● SOURCE:
12 September 2012 | TheLittleSongbird
Very moving on the whole
La Traviata was my first Verdi opera, and is still to this day one of my favourites. This Zurich performance could have gone either way, either being well-performed and moving or uneven and cold. Luckily it was the former, and while not my favourite Traviata(Zeffirelli's 1982 film) there is much to recommend it. On the visual side, it is very simple but effective, not quite sumptuous like Zeffirelli's but definitely not stark like the very recent Met production. I did like how Germont was dressed to look like a Swiss banker. Jurgen Flimm's stage direction never feels cluttered or dull, the party and chorus scenes have their fun while the more moving, principal-based moments have intimacy.

● INFORMATION SHOWN:
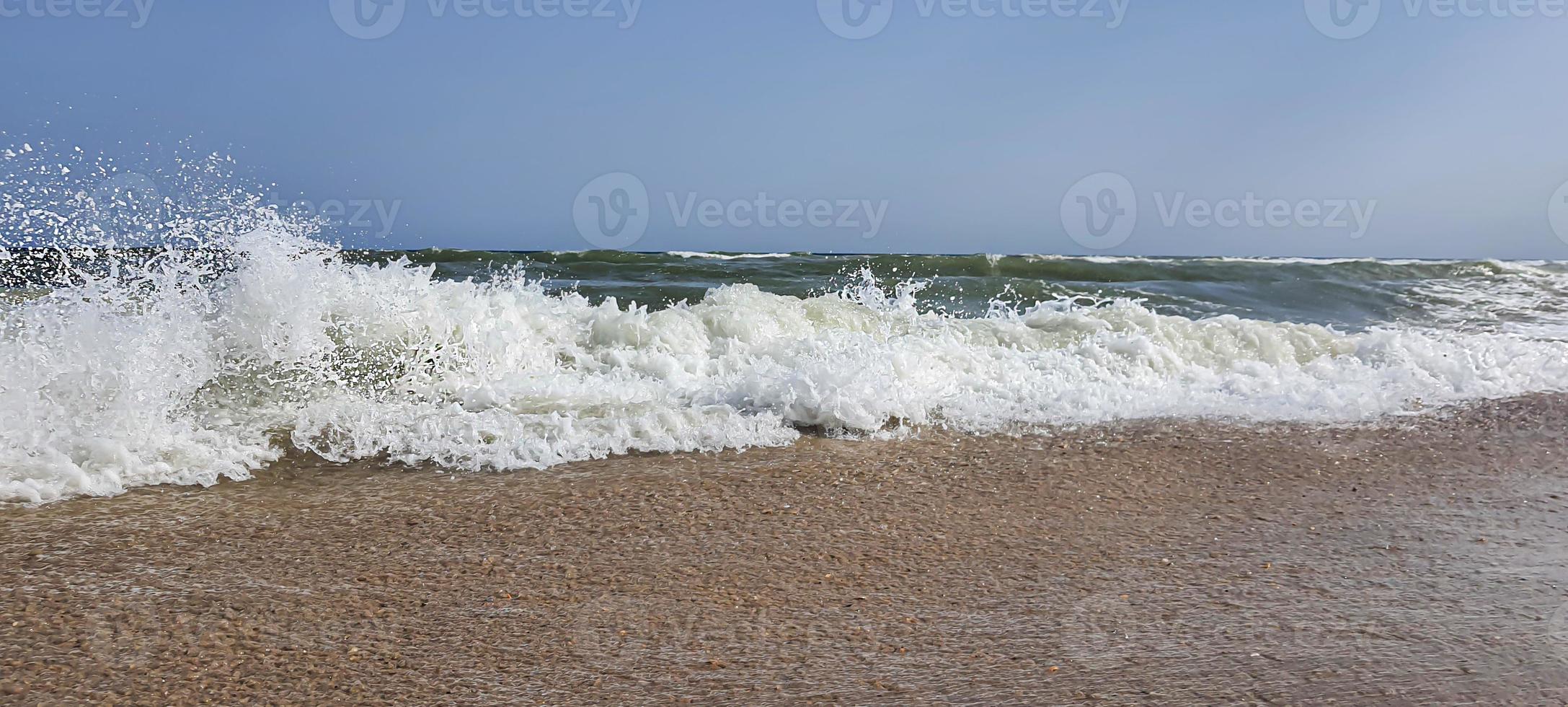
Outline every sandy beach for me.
[0,397,1568,704]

● EXERCISE DIRECTIONS:
Reproduce the passage of the Zurich La Traviata review from "12 September 2012" up to and including "moments have intimacy.".

● FINISHED TASK:
12 September 2012 | TheLittleSongbird
Very moving on the whole
La Traviata was my first Verdi opera, and is still to this day one of my favourites. This Zurich performance could have gone either way, either being well-performed and moving or uneven and cold. Luckily it was the former, and while not my favourite Traviata(Zeffirelli's 1982 film) there is much to recommend it. On the visual side, it is very simple but effective, not quite sumptuous like Zeffirelli's but definitely not stark like the very recent Met production. I did like how Germont was dressed to look like a Swiss banker. Jurgen Flimm's stage direction never feels cluttered or dull, the party and chorus scenes have their fun while the more moving, principal-based moments have intimacy.